● WORK ITEM
Can you sum up the comment on BSDs below in three sentences?

● PASSAGE FOR REVIEW
########################################
1 - BSDs are rather niche, no marketing, the masses don't even know they exist. Even a lot of IT people i know, really dont really understand what it is. They are too young. "that old UNIX thing.. whatever"

2 - Drivers..Can only reverse engineer so much and it takes time, so are always behind the curve. ( not their fault, reality )  ( this is the reason i left the camp decades ago.. WiFi was awful..and later i needed CUDA.. ).  Of course Linux had issues too in the beginning ( but less than FreeBSD ), but now that hardware makers pretty much provide native drivers now, its a non-blocker.

3 - Desktop apps.. Once you have mainstream browsers drop X11, wayland becomes almost a necessity in practical terms. The unwashed masses need web to watch their 15 second cat videos. ( hell, even us IT people, most of what we access are web front ends now..  When was the last time any of us developed a 'fat' client?  So if you are running wayland on BSD, what is the practical difference to the average user?
########################################
● STORED DATA
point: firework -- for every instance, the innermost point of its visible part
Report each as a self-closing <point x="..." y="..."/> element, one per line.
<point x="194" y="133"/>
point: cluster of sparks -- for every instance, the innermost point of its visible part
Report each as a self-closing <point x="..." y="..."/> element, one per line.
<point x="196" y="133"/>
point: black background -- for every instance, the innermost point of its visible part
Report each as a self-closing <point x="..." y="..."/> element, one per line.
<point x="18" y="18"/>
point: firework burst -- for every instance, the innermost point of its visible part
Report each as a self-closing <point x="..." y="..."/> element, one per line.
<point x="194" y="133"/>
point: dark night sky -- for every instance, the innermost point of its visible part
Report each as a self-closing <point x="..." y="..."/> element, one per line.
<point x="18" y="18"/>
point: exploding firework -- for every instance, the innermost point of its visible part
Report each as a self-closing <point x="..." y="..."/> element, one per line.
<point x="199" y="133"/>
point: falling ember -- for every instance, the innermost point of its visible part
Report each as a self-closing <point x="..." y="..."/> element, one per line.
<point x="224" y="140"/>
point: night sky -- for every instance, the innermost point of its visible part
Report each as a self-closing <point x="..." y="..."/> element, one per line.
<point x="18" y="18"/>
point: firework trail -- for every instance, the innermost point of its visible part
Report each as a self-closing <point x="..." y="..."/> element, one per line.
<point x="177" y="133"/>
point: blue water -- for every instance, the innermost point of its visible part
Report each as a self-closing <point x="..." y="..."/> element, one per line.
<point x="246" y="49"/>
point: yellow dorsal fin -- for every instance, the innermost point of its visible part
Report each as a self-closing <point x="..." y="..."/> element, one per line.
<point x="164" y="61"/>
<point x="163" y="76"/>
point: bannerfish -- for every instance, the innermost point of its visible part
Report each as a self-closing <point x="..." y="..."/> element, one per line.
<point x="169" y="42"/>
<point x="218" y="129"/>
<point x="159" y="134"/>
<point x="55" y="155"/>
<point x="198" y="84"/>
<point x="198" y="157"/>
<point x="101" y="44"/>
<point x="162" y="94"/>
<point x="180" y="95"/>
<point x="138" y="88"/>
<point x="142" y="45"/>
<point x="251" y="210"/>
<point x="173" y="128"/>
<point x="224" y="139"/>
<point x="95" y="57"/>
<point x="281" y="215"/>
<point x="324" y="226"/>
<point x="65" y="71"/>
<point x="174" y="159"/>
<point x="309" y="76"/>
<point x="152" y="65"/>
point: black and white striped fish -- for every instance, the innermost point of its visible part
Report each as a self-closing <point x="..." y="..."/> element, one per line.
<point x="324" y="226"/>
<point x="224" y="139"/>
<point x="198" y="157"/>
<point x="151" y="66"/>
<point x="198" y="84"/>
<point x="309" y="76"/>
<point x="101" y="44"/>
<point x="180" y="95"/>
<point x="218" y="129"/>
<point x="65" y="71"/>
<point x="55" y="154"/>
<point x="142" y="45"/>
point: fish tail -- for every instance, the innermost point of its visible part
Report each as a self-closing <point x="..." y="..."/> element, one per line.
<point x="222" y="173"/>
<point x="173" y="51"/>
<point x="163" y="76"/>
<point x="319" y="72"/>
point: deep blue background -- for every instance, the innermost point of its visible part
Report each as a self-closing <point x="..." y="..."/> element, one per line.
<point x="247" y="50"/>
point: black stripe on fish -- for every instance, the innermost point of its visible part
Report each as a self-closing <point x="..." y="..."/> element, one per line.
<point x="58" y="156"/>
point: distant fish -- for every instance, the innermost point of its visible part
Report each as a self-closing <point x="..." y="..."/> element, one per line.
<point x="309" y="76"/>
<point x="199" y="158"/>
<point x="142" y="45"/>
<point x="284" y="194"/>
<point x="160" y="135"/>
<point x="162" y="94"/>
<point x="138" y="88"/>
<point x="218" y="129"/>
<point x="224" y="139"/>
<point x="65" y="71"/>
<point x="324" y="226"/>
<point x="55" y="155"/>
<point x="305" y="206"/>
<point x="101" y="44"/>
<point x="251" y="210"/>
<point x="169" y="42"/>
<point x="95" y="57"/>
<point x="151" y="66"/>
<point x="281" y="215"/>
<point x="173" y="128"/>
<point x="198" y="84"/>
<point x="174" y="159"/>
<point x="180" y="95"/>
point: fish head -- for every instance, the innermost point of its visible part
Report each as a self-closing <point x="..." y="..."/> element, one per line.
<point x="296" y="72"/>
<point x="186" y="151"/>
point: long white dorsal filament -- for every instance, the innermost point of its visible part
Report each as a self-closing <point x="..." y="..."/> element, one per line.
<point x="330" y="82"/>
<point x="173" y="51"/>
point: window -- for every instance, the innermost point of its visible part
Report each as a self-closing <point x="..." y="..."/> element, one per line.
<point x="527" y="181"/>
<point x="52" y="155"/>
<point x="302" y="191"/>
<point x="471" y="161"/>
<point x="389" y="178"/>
########################################
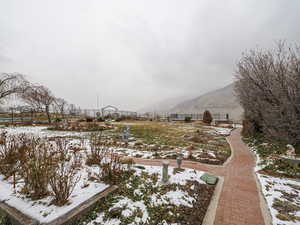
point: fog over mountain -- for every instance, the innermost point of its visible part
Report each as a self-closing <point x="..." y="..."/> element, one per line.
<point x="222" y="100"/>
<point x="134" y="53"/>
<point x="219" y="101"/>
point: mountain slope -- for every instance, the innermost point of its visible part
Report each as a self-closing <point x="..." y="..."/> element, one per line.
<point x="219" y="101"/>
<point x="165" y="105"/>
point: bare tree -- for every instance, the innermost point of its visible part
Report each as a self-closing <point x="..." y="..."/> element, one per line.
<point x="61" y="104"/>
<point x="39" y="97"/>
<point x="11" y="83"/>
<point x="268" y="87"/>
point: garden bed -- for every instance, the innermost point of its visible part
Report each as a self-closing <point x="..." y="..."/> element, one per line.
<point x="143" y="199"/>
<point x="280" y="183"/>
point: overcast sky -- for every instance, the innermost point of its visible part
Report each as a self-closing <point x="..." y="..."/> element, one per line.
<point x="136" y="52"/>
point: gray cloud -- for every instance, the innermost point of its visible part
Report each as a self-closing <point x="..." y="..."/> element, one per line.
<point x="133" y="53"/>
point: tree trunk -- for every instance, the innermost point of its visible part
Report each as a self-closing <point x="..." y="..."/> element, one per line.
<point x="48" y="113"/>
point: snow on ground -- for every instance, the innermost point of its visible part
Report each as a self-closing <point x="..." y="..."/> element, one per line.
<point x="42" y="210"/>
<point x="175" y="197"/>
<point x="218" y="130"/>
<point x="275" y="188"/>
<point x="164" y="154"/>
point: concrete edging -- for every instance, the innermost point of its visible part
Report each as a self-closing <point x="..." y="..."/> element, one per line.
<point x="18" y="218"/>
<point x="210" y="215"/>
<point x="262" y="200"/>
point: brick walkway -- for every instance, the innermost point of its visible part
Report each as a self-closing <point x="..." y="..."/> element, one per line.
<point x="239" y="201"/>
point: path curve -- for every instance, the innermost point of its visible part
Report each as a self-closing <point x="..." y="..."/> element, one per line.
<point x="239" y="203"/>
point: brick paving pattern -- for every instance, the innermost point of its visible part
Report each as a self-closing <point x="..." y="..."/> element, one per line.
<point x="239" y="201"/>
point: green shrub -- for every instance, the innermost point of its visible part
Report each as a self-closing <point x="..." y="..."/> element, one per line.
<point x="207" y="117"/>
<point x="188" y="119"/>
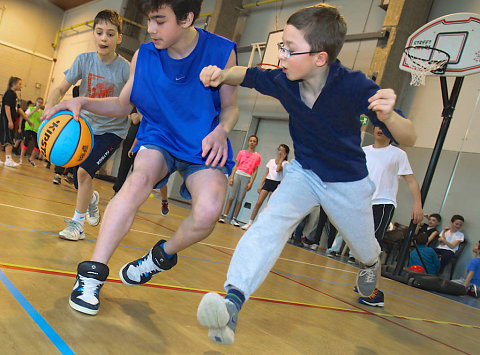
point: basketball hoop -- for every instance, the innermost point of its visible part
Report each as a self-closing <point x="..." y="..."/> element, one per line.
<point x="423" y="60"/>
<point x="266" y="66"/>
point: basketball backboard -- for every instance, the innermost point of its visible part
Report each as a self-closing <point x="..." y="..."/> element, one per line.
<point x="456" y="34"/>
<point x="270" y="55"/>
########################################
● FINISHED TASK
BSDs are niche and unmarketed, so the masses don't know they exist and even many IT people don't really understand them. Because drivers can only be reverse engineered so much, BSDs are always behind the curve, while Linux now gets native drivers from hardware makers. Once mainstream browsers drop X11, Wayland becomes almost a necessity, which raises the question of what practical difference running Wayland on BSD makes to the average user.